§ How to complete this task
If a line in the records below contains the word "tally", copy it out.

§ Extracted entries
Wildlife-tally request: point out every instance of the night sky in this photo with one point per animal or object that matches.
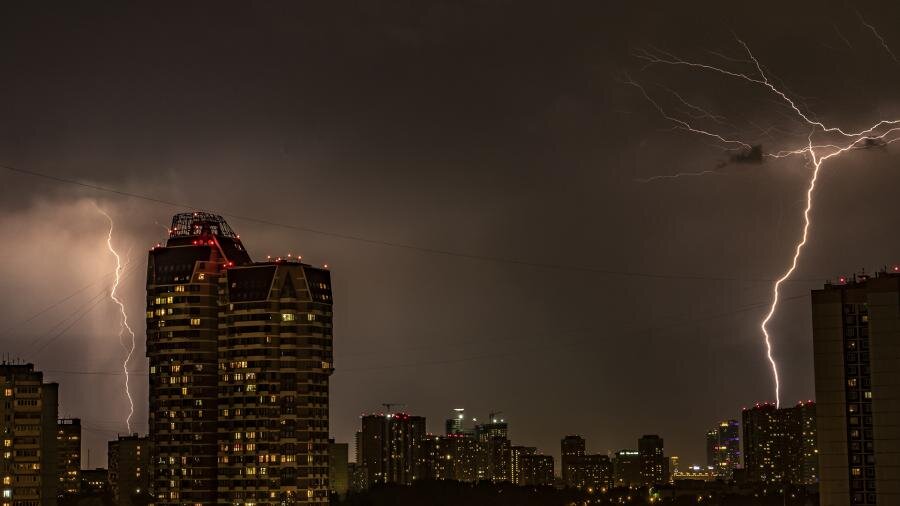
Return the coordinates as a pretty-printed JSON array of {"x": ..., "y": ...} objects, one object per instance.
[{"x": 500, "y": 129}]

...

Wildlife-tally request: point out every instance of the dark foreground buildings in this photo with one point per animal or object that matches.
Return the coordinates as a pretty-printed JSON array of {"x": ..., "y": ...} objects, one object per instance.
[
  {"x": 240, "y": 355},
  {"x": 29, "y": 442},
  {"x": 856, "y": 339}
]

...

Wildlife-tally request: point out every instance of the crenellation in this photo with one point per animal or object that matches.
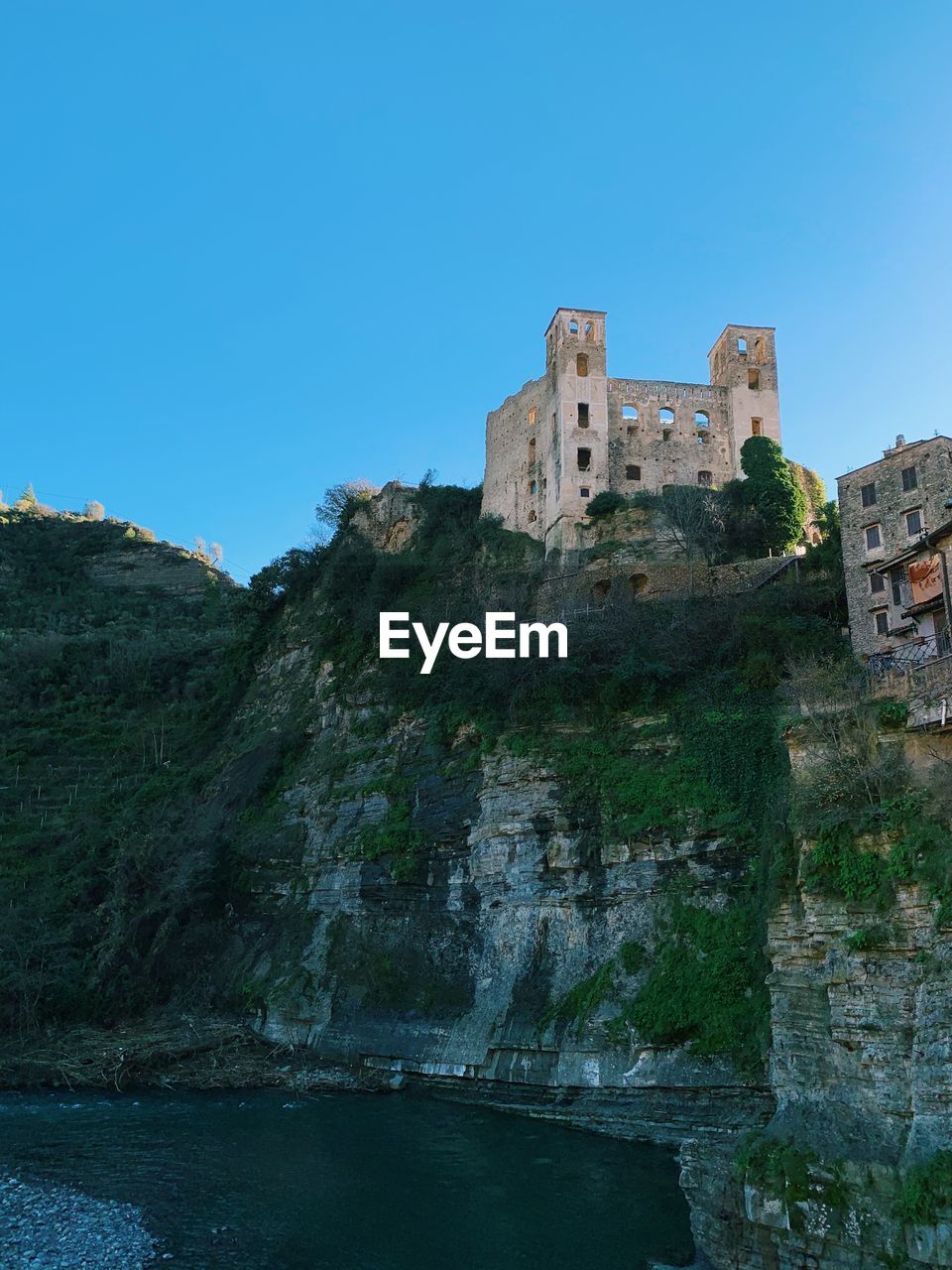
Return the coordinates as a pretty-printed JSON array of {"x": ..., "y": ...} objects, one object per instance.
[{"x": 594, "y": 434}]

§ Output for this exercise
Wildlife-tally request: point out every instance of the night sky in this photo with one point per animal or object that matches.
Wildlife-tally request: point out every instance of the dark foreground buildings in this photo with one point per animal or object that matches.
Wildlife-tally request: point out every instance of the crenellation in this photo with one point per animal or object that matches.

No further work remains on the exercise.